→ Task: Could you reproduce the mailing-list message below about checking whether a block is in shared_buffer, word for word and in full?

→ Document excerpt:

☆ ☆ ☆ ☆ ☆ ☆ ☆

2016-02-13 Thread Kouhei Kaigai




> -Original Message-
> From: pgsql-hackers-ow...@postgresql.org
> [mailto:pgsql-hackers-ow...@postgresql.org] On Behalf Of Robert Haas
> Sent: Saturday, February 13, 2016 1:46 PM
> To: Kaigai Kouhei(海外 浩平)
> Cc: Jim Nasby; pgsql-hackers@postgresql.org; Amit Langote
> Subject: Re: [HACKERS] Way to check whether a particular block is on the
> shared_buffer?
> 
> On Thu, Feb 11, 2016 at 9:05 PM, Kouhei Kaigai  wrote:
> > Hmm. In my experience, it is often not a productive discussion whether
> > a feature is niche or commodity. So, let me change the viewpoint.
> >
> > We may utilize OS-level locking mechanism here.
> >
> > Even though it depends on filesystem implementation under the VFS,
> > we may use inode->i_mutex lock that shall be acquired during the buffer
> > copy from user to kernel, at least, on a few major filesystems; ext4,
> > xfs and btrfs in my research. As well, the modified NVMe SSD driver can
> > acquire the inode->i_mutex lock during P2P DMA transfer.
> >
> > Once we can consider the OS buffer is updated atomically by the lock,
> > we don't need to worry about corrupted pages, but still needs to pay
> > attention to the scenario when updated buffer page is moved to GPU.
> >
> > In this case, PD_ALL_VISIBLE may give us a hint. GPU side has no MVCC
> > infrastructure, so I intend to move all-visible pages only.

☆ ☆ ☆ ☆ ☆ ☆ ☆

→ Data extract:
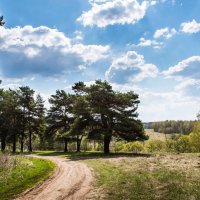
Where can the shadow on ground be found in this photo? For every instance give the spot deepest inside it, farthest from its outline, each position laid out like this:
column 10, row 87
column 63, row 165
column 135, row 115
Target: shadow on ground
column 88, row 155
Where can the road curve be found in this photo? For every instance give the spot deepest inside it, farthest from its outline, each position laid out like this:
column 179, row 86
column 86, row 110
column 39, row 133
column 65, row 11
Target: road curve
column 71, row 180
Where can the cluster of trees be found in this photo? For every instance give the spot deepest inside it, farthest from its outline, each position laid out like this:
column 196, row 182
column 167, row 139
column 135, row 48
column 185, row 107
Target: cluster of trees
column 93, row 112
column 179, row 144
column 21, row 117
column 169, row 127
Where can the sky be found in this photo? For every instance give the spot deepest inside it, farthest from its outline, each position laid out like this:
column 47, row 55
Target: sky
column 151, row 47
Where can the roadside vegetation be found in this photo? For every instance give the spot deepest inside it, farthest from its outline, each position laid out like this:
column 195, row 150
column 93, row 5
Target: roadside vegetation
column 150, row 178
column 18, row 173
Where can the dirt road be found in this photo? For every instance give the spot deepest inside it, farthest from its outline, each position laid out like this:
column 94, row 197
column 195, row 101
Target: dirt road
column 71, row 180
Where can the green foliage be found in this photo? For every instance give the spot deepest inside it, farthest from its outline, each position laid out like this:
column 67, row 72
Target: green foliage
column 112, row 113
column 134, row 147
column 158, row 184
column 182, row 144
column 1, row 21
column 169, row 127
column 194, row 139
column 154, row 146
column 19, row 173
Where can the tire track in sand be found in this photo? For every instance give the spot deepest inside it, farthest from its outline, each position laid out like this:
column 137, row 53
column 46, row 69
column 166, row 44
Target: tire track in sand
column 71, row 180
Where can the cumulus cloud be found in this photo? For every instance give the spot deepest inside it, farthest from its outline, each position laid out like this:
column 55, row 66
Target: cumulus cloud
column 187, row 68
column 190, row 27
column 165, row 32
column 104, row 13
column 130, row 67
column 43, row 51
column 147, row 43
column 175, row 105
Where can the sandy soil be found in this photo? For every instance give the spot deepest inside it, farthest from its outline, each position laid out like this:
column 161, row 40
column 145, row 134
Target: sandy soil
column 71, row 180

☆ ☆ ☆ ☆ ☆ ☆ ☆

→ The solution:
2016-02-13 Thread Kouhei Kaigai




> -Original Message-
> From: pgsql-hackers-ow...@postgresql.org
> [mailto:pgsql-hackers-ow...@postgresql.org] On Behalf Of Robert Haas
> Sent: Saturday, February 13, 2016 1:46 PM
> To: Kaigai Kouhei(海外 浩平)
> Cc: Jim Nasby; pgsql-hackers@postgresql.org; Amit Langote
> Subject: Re: [HACKERS] Way to check whether a particular block is on the
> shared_buffer?
> 
> On Thu, Feb 11, 2016 at 9:05 PM, Kouhei Kaigai  wrote:
> > Hmm. In my experience, it is often not a productive discussion whether
> > a feature is niche or commodity. So, let me change the viewpoint.
> >
> > We may utilize OS-level locking mechanism here.
> >
> > Even though it depends on filesystem implementation under the VFS,
> > we may use inode->i_mutex lock that shall be acquired during the buffer
> > copy from user to kernel, at least, on a few major filesystems; ext4,
> > xfs and btrfs in my research. As well, the modified NVMe SSD driver can
> > acquire the inode->i_mutex lock during P2P DMA transfer.
> >
> > Once we can consider the OS buffer is updated atomically by the lock,
> > we don't need to worry about corrupted pages, but still needs to pay
> > attention to the scenario when updated buffer page is moved to GPU.
> >
> > In this case, PD_ALL_VISIBLE may give us a hint. GPU side has no MVCC
> > infrastructure, so I intend to move all-visible pages only.